──────── INPUT ────────

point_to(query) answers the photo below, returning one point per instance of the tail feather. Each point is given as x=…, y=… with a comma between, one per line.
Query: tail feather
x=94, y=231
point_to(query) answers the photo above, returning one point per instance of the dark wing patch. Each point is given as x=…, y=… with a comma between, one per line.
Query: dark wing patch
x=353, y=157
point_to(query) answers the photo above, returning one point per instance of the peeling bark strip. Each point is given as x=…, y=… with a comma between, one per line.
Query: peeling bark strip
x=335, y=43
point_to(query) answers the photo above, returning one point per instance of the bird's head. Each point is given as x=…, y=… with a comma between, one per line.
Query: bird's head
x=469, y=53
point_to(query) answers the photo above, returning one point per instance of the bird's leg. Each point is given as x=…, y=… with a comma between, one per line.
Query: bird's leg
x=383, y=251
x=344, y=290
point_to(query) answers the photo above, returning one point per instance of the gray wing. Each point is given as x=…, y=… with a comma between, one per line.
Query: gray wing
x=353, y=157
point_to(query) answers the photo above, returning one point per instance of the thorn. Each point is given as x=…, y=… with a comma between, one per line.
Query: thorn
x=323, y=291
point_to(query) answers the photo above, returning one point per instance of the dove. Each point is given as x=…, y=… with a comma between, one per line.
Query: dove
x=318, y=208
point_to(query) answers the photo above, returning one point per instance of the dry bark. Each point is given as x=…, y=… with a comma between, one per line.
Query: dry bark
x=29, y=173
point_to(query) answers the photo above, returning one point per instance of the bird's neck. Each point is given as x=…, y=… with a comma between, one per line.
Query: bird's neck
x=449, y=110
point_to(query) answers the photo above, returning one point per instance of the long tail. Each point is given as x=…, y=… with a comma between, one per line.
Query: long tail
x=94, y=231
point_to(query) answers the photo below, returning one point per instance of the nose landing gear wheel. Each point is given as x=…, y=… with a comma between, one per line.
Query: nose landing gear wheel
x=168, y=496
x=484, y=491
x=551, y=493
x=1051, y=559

────────

Repeat the records from the start through the line containing "x=29, y=173", including each request, with 28 added to every x and y coordinate in the answers.

**EXERCISE RESPONSE**
point_to(query) answers the photo below, returning one point per instance of the tail feather. Each point is given as x=…, y=… with a comma between, one per line.
Query: tail feather
x=122, y=259
point_to(query) answers the photo above, returning one point per instance of the dark wing patch. Each point is given as x=…, y=… with a comma between, one per line.
Query: dark wing patch
x=381, y=185
point_to(query) answers the photo above, returning one point per instance of the peeling bark strip. Each point is given as x=…, y=… with a comma between, one per line.
Query: peeling bark strip
x=363, y=71
point_to(query) answers the photo above, returning one point per instance of the bird's head. Each point is given as x=…, y=… with a comma between, one per line.
Query: bird's head
x=497, y=81
point_to(query) answers the photo above, returning one point per instance of the bird's leg. Each point is given as x=…, y=… with a comma between, one per line.
Query: bird's leg
x=411, y=279
x=372, y=318
point_to(query) answers the photo above, returning one point per instance of the gray wing. Each point is given as x=…, y=… with a comma between, one per line.
Query: gray wing
x=381, y=185
point_to(query) answers the photo above, returning one point per instance of the thorn. Each point is given as x=…, y=… with a comma between, one per line.
Query: thorn
x=351, y=319
point_to(query) answers the photo above, returning one point per instance of the dove. Each point is given as x=…, y=… with a comma between, one per line.
Query: dove
x=346, y=236
point_to(query) answers the photo above, returning one point per instance of the dry bark. Each point is given as x=…, y=… with a comma between, one per line.
Query: dry bark
x=57, y=201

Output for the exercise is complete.